> [SOURCE]:
>>>
Joan Crawford in the 50s
In Sudden Fear, Crawford at forty-six plays a woman whose husband wants to kill her; the indignity is compounded in Torch Song in which her character ignites passion in a blind pianist (Michael Wilding). Designed as a showcase for an aging star to prove herself, Torch Song instead exposes Crawford’s icy calculation. The split in Jenny between tough-as-nais and vulnerable is highlighted in a notorious musical number, “Two Faded Woman,” by Arthur Schwartz and Howard Dietz, in which (and it’s a shocker) Crawford appears in blackface surrounded by male and female dancers also in blackface. the thick painted lips of her blackface mask are a cartoonish version of her own lipstick smear. When she removes a black wig at the end of the number, her hair is dyed an intense artificial red, a painful complement to her radioactive-blue dress. (“…And for the first time you’ll see her in Technicolor,” ads announced.) One of the last examples of blackface in a mainstream Hollywood film, “Two Faced Woman” is beyond clueless even for its time.
The foolish Torch Song hurt her, but Crawford was by no means down and out. Between 1954 and 1959 she made six films. While Torch Song is a semiforgotten freak show, her next film, the equally strange Johnny Guitar (1954), is a baroque western with a large and ever-expanding cult following. During production Crawford was unhappy; she didn’t get along with or understand her famously tongue-tied young director, Nicholas Ray, but more than that she felt she was slumming because the movie was made at Republic, one step up from Poverty Row. “There is no excuse for making a picture this bad,” she announced after the film was released. Ironically, however, Johnny Guitar is one of Crawford’s most revived and admired works. But the film’s high reputation has little or nothing to do with Crawford herself, where she is the only raison d’etre for Torch Song, and the film’s failure is indivisible from her own.
In Johnny Guitar (Philip Yordan, Ben Maddow, and Nicholas Ray devised the quirky story), Crawford plays Vienna, a shrewd businesswoman who runs a saloon outside of town. “She is just like a man,” observes a character at a gambling table as Vienna makes her star entrance on a balcony at the top of the stairs. Wearing a pistol on her side and dressed in severe black accented by a green kerchief, Crawford does indeed look the apotheosis of the phallic woman—masculinized, for sure, and looking far more severe than she had only two years earlier in Sudden Fear.
The rest of the film without complete success, tries to recuperate her as a full-fledged woman infatuated with the title character (played by Sterling Hayden), a gunfighter. Strange name, Guitar: a guitar has a feminine shape, decidedly not phallic, and is of a piece with the feminized or infantile-sounding names of the other leading male characters, Turkey (Ben Cooper) and the Dancin’ Kid (Scott Brady). The Dancin’ Kid “loves” Turkey, a man-child, and is distraught when he is killed in a shootout; Turkey “loves” Vienna, who needs Johnny Guitar to “complete” her as a woman. The primary romance, however, is between two women , Vienna and Emma Small (Mercedes McCambridge), whose family owns the local bank and who speciously accuses Vienna of holding it up. Emma Small (small indeed) forms a posse to burn down Vienna’s saloon and to hang its owner.
<<<
> [WHAT THIS EXERCISE ASKS]:
**a.** Copy out everything in the records from the line containing "Pretty please, detect the pull-up" down to the end of the records, with the requests included. Increase every bounding-box coordinate in the answers by 128.
**b.** Proceed with the passage on Joan Crawford's 1950s films, picking up after its final sentence.

Rows from a box labeling dataset:
>>>
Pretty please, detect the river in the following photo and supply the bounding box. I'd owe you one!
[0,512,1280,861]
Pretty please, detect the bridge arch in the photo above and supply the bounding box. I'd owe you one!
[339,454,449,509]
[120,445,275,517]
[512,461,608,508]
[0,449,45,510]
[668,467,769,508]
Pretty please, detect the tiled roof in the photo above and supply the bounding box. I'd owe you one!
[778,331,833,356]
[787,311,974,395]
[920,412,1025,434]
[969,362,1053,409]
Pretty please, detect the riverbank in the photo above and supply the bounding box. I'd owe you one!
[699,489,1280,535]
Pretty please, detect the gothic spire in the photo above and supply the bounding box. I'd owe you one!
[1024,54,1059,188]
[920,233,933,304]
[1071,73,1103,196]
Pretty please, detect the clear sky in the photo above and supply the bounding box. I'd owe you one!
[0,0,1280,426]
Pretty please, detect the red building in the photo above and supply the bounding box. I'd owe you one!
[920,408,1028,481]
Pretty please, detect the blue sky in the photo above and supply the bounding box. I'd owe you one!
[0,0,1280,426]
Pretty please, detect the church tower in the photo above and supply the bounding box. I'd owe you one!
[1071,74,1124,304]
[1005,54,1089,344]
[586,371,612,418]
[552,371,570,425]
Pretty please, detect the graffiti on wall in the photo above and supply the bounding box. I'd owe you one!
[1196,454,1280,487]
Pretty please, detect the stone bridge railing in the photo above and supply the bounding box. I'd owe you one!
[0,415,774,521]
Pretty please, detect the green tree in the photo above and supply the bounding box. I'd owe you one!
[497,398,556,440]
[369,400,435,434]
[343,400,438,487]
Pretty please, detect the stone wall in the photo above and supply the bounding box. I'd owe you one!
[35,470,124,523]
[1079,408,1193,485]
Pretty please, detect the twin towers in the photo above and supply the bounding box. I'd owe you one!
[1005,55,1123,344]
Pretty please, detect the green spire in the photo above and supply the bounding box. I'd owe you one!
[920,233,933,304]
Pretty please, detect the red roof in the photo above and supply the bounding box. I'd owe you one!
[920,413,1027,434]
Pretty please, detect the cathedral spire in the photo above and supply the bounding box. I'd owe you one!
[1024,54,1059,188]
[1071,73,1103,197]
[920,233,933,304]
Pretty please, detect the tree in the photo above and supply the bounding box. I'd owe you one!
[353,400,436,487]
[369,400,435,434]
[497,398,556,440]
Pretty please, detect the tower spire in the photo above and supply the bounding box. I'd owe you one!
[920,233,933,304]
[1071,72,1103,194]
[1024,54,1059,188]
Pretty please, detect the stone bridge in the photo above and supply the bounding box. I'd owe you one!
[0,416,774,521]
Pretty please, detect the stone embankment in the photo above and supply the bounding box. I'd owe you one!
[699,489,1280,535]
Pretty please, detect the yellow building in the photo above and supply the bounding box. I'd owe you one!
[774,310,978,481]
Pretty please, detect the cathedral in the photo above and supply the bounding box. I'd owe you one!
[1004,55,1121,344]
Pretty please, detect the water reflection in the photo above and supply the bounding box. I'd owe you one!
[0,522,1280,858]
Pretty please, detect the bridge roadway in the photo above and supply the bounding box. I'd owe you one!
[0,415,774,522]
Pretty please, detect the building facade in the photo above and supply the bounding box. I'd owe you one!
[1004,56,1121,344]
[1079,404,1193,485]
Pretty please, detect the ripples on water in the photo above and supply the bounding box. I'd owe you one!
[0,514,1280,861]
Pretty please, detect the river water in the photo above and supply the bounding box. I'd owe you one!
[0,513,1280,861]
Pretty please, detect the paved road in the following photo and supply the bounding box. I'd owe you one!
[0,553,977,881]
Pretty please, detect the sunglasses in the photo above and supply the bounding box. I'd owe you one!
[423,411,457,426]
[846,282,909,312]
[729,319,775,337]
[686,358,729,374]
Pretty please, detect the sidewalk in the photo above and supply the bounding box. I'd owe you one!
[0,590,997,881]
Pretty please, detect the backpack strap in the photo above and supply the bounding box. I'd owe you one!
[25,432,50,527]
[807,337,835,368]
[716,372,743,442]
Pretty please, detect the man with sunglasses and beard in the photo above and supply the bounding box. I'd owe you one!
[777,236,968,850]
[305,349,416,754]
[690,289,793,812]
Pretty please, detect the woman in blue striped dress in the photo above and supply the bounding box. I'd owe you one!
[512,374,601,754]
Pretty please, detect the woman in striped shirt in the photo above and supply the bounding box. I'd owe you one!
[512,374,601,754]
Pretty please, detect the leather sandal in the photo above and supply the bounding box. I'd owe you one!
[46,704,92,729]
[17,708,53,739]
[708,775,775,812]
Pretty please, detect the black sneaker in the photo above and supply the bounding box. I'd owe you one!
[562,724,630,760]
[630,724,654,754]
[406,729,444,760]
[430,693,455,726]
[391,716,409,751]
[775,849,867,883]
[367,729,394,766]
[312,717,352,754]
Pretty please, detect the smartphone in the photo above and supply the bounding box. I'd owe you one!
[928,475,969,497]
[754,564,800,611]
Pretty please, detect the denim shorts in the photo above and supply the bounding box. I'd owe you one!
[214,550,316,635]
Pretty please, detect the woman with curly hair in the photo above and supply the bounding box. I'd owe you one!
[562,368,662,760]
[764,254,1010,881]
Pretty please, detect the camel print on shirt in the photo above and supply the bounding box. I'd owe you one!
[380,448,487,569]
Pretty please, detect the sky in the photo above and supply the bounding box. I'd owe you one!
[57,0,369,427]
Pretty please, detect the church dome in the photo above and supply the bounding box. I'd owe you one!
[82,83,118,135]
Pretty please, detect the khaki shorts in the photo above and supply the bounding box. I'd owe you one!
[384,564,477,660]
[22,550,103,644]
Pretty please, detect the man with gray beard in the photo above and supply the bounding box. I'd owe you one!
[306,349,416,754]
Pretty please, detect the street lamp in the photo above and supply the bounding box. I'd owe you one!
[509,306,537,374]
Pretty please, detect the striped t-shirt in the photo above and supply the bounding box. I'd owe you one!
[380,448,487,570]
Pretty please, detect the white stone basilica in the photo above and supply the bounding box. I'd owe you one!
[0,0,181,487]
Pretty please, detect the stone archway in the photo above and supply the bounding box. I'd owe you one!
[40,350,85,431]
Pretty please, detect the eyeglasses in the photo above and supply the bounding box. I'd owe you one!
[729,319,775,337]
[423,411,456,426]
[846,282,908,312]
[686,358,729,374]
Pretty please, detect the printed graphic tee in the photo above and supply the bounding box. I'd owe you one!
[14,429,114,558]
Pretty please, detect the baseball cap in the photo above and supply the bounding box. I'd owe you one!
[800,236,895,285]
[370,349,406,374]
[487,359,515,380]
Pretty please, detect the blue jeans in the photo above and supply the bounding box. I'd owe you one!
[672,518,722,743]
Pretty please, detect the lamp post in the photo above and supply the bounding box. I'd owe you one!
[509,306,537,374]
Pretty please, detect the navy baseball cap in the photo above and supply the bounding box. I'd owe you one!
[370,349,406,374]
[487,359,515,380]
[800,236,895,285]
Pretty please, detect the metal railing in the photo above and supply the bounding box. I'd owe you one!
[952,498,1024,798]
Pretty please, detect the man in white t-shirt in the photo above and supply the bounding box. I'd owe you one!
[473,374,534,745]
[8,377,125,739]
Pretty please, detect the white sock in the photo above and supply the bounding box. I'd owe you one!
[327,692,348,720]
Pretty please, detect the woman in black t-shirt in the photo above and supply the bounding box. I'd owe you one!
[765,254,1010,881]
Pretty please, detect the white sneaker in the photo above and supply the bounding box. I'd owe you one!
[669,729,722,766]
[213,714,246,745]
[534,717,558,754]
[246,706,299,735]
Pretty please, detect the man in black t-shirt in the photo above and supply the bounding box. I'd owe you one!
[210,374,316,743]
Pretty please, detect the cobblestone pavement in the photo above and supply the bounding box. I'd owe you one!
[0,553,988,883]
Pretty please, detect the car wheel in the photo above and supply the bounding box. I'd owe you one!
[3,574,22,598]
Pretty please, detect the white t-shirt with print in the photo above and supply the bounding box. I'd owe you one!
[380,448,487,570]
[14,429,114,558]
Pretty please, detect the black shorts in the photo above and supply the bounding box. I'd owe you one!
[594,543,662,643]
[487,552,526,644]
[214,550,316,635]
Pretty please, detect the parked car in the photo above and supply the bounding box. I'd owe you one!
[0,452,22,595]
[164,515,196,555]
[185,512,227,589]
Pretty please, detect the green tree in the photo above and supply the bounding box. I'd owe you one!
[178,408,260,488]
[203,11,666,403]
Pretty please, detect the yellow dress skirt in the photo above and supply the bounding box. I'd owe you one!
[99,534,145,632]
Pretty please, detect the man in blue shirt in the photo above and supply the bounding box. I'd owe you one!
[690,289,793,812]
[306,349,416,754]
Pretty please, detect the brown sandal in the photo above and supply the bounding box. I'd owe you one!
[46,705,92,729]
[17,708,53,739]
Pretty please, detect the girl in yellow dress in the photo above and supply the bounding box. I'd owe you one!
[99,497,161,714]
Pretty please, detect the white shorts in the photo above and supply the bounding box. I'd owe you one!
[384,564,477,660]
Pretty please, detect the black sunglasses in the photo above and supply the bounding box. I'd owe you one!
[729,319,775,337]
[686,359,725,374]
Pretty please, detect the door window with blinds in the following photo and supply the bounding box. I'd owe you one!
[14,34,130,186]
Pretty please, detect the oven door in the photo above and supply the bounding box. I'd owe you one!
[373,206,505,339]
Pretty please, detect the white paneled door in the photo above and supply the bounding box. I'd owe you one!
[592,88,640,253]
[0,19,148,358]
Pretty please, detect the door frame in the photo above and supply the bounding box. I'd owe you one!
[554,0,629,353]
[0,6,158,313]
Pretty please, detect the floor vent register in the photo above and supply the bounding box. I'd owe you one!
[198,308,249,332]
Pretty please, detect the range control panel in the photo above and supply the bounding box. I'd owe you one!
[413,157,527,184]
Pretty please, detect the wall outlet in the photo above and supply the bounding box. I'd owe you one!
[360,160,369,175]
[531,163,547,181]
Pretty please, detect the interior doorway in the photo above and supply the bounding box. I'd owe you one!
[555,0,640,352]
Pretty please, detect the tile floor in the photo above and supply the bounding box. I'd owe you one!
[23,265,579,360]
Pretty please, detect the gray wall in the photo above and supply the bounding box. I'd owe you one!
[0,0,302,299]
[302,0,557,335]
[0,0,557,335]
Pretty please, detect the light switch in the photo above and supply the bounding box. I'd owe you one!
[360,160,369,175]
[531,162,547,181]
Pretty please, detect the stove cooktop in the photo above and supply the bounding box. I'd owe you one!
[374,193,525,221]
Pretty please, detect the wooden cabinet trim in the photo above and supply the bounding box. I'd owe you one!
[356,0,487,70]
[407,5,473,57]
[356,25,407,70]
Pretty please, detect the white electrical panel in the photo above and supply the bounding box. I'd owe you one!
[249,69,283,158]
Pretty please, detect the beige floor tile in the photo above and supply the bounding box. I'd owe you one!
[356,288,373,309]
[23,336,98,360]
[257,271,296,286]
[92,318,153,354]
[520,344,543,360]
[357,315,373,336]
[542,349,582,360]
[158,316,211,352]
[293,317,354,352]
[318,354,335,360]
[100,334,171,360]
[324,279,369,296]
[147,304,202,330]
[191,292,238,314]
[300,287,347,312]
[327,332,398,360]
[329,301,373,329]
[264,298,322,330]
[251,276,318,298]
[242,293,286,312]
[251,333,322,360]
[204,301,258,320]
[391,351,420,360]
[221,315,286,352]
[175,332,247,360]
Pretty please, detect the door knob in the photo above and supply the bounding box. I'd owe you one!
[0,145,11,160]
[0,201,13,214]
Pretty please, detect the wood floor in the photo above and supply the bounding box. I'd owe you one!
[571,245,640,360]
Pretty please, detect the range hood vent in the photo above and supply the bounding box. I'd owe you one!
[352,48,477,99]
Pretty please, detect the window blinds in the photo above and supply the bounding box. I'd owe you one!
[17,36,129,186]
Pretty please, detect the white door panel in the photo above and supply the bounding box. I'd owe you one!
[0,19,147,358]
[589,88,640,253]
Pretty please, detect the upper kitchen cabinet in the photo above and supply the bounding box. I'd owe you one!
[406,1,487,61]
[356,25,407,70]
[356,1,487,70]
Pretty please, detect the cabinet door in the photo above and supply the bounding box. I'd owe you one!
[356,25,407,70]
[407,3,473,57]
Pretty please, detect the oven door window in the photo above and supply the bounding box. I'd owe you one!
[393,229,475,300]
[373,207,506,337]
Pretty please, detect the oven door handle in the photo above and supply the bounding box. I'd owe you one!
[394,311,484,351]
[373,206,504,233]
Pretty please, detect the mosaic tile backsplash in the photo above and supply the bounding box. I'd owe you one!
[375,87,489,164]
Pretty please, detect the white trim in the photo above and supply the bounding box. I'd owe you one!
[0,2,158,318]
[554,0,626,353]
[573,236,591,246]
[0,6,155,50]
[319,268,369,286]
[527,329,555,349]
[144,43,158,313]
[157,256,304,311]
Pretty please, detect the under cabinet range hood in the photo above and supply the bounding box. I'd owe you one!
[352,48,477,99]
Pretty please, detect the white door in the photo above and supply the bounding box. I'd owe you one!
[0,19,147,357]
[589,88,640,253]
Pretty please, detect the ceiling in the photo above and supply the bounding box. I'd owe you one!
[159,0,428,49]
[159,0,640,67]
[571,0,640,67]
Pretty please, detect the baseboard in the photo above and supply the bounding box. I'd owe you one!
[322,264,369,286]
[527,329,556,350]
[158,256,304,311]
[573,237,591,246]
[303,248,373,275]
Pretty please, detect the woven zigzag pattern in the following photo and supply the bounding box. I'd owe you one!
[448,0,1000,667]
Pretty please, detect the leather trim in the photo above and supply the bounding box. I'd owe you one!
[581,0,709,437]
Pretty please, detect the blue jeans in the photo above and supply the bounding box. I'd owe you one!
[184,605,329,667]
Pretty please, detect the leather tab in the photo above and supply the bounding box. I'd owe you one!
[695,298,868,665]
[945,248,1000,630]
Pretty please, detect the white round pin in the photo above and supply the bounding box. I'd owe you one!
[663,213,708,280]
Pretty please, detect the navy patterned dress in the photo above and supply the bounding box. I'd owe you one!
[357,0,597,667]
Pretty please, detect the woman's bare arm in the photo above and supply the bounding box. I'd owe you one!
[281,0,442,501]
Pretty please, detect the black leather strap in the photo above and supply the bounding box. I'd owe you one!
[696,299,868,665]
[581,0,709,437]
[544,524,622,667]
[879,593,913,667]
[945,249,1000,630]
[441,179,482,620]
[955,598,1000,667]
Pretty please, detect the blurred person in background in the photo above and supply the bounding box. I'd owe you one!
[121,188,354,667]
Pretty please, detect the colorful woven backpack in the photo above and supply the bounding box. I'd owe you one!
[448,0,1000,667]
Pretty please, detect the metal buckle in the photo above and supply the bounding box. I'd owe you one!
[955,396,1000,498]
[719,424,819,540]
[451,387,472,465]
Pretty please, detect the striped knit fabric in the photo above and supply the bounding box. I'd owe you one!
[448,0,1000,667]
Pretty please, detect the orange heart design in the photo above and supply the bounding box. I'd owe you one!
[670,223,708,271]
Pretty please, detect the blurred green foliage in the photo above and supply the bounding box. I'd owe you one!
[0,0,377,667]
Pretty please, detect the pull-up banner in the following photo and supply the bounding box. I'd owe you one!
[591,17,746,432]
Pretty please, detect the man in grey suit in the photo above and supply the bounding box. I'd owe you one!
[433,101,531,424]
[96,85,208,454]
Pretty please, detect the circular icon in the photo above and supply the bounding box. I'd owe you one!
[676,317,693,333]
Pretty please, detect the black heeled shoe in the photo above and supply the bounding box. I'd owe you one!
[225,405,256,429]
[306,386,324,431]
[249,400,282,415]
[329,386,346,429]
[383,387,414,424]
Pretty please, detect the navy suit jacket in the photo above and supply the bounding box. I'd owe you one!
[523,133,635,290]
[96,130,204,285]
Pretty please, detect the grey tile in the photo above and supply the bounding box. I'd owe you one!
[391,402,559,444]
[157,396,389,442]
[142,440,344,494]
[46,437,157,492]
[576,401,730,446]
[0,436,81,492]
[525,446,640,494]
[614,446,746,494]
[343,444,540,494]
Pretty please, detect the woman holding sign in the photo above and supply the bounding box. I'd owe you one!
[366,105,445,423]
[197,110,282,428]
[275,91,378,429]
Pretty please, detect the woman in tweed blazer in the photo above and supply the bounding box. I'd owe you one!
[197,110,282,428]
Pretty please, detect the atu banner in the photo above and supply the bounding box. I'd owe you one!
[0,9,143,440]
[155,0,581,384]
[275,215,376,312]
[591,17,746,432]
<<<
> [RESPONSES TO THE EXERCISE]:
**a.**
Pretty please, detect the pull-up banner in the following photo and supply the bounding box. I'd owe you one!
[719,145,874,560]
Pretty please, detect the man in grey suit in the photo above and supply the bounding box. I'd owe you one!
[561,229,659,552]
[224,213,336,582]
Pretty please, detect the circular icon in the photo above and supply the bounding box. I'd owe you one!
[804,445,821,461]
Pretty please, detect the black heeled shoe in the photo above and supply the bounding box. I'd owe you one!
[353,533,384,557]
[434,514,452,559]
[377,528,410,543]
[457,514,474,557]
[511,515,542,552]
Pretty please, detect the navy suit jacket in the photo above and supply the bounding box. I'd owe you one!
[651,261,763,418]
[224,258,332,413]
Pretty please, detect the grey tile in the photo above and supply the bounding box. I'd owe you one!
[519,530,687,572]
[285,524,517,570]
[270,568,472,622]
[174,565,285,620]
[704,529,858,574]
[128,564,209,620]
[653,574,768,622]
[742,574,874,622]
[471,572,668,622]
Pretty please, detect the woman holding sign in the photo above and supply the bounding box. I'd owe you one!
[494,233,573,551]
[325,238,410,556]
[403,219,506,557]
Pretty please, detect the woman in tweed blazer in the photo above and supply the bounding box. I'd owe you one!
[325,238,410,556]
Pretty please, detect the atu banner in the photo above and supply the bounding box. I'd owe you one!
[128,137,271,568]
[283,128,709,512]
[403,343,504,440]
[719,145,874,560]

**b.**
While Johnny Guitar is an allegory of the witch-hunt mentality of American in the 1950s—far more provocatively the film is also about a love that could not speak its name. Despite its misleading title, Johnny Guitar is about an undeclared, unacknowledged relationship between two masculinized women vying for control of men and of a community. Part of the continuing allure of this gargoyle of a movie is in what it cannot confront, the “unnatural” attraction of Emma for her archrival, Emma’s fanatical, deranged hatred for Vienna certainly resembles that of a spurned lover, and because it cannot be declared, the character’s fury is intensified. Riding to Vienna’s leading a posse, Emma in severe black looks as if she is wearing a nun’s habit, and when, emitting a laugh stained with sexual perversity, she sets fire to Vienna’s saloon, igniting a holocaust, she seems like a sadist come to claim her victim. Furious with Vienna for not returning her unspoken desire and with the Dancin’ Kid for making her “feel like a woman,” Emma is one twisted sister.
Too shrewd not to realize that Mercedes McCambridge (who plays Emma with feral intensity) had the better role by far, Crawford for the only time during the decade is oddly disengaged. Her delivery is slow to the point of being lugubrious. Apart from Crawford, however, Johnny Guitar is an overstuffed allegory about witch hunts and sexual repression, and an essential 1950s oddity. This giddy, gnarled western is a treasured example of Hollywood-style cinema maudit.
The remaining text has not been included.